STATED EXERCISE: In the R regex thread below, could you repeat the part from "Language: R, IDE: R" up to and including "tried the following...", swapping "R Studio" for "RStudio"?

EXCERPTED PASSAGE:
-1

Language: R, IDE: R Studio

I'm writing a script to extract and exclude specific information from a pdf file (a.k.a a massive string). I used grep to split the string into pages I want. I'm looking to slim this down even further. My script to slim it down more is...

variablename <- grep("Additional Information:(?! )", AnyAdditionalInfoPages,   
     perl = TRUE, value = TRUE)

This works exactly how I want it. I'm new to R and regex, however, so I wanted to practice and I tried the following...

variablename <- grep("Additional Information:(?!\s)", AnyAdditionalInfoPages, 
    perl = TRUE, value = TRUE)

The result was - Error: '\s' is an unrecognized escape in character string starting ""Additional Information:(?!\s"

AND

variablename <- grep("Additional Information:(?!\\s)", AnyAdditionalInfoPages, 
    perl = TRUE, value = TRUE)

The result is an empty variable

> variablename
character(0)

What's going on? Why does " " work but the escape character for string \s not work?

Marcus Campbell
  • 2,746
  • 4
  • 22
  • 36
  • 1
    @MoeMichaelSmith It's kind of impossible to say anything other than whatever your input is doesn't get a match with your regular expression... – Dason Apr 12 '18 at 20:44
  • @Dason, my original one... grep("Additional Information:(?! )", does match what I want, exactly. I'm wondering why substituting the escape character for space in place of the real space in the parenthesis, doesn't work. Is there some fundamental difference between " " and \s? All the documentation I've seen says that a space " " should be included in \s. – MoeMichaelSmith Apr 12 '18 at 20:48
  • My comment was attempting to point out that you haven't provided a reproducible example. Try making a minimal reproducible example for us. In doing so I've found that a lot of times you might figure out the problem. If you don't then at the very least we will have actual code with actual data that will illustrate the problem. https://stackoverflow.com/questions/5963269/how-to-make-a-great-r-reproducible-example – Dason Apr 12 '18 at 21:55
  • @Dason, ah fair enough. I'll include an example, as close to the format I'm working with as I can. In this case, simplistic data was what was making things difficult, and the formatting from my more complex data was much different. – MoeMichaelSmith Apr 12 '18 at 22:37
  • Wiktor Strib. I took a look at your suggestion, and your so called "Exact Duplicate" is inaccurate. First of all, that question regards Oracle products not regex. While there happens to be similarity, the context of this question is vastly different. Additionally, the answer was not remotely close to the answer provided in the other context. Please take the time to read the question instead of assuming it's a duplicate. Thank you to Marcus Campbell for actually taking the time to treat my question with respect, instead of immediately dismissing it. – MoeMichaelSmith Apr 13 '18 at 20:01

1 Answers1

0

Ah, this was a fun one to figure out.

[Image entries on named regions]
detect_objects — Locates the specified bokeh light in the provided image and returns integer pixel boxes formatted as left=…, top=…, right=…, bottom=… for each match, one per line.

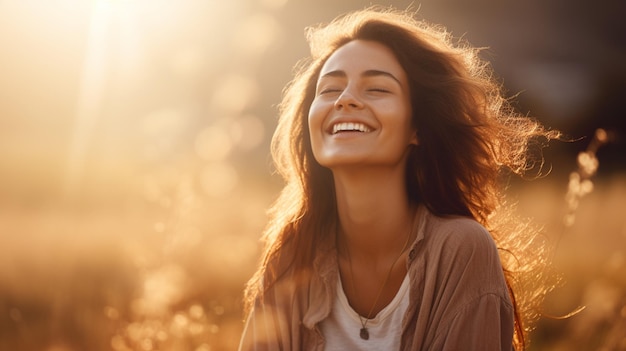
left=0, top=0, right=626, bottom=351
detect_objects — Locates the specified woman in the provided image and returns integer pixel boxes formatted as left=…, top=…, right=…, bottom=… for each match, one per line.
left=240, top=9, right=556, bottom=350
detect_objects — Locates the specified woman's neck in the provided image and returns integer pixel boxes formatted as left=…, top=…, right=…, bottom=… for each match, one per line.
left=333, top=168, right=415, bottom=260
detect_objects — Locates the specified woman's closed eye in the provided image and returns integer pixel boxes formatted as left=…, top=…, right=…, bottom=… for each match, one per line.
left=367, top=87, right=391, bottom=93
left=319, top=87, right=343, bottom=95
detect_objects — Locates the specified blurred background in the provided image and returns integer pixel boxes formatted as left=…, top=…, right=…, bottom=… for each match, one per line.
left=0, top=0, right=626, bottom=351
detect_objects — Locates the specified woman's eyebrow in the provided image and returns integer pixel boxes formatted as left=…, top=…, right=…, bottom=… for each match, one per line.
left=320, top=69, right=402, bottom=85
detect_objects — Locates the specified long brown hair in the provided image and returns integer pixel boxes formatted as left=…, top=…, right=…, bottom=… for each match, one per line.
left=246, top=8, right=558, bottom=348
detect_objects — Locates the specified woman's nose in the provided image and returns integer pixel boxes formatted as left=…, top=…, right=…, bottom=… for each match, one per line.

THE RESPONSE:
Language: R, IDE: RStudio

I'm writing a script to extract and exclude specific information from a pdf file (a.k.a a massive string). I used grep to split the string into pages I want. I'm looking to slim this down even further. My script to slim it down more is...

variablename <- grep("Additional Information:(?! )", AnyAdditionalInfoPages,   
     perl = TRUE, value = TRUE)

This works exactly how I want it. I'm new to R and regex, however, so I wanted to practice and I tried the following...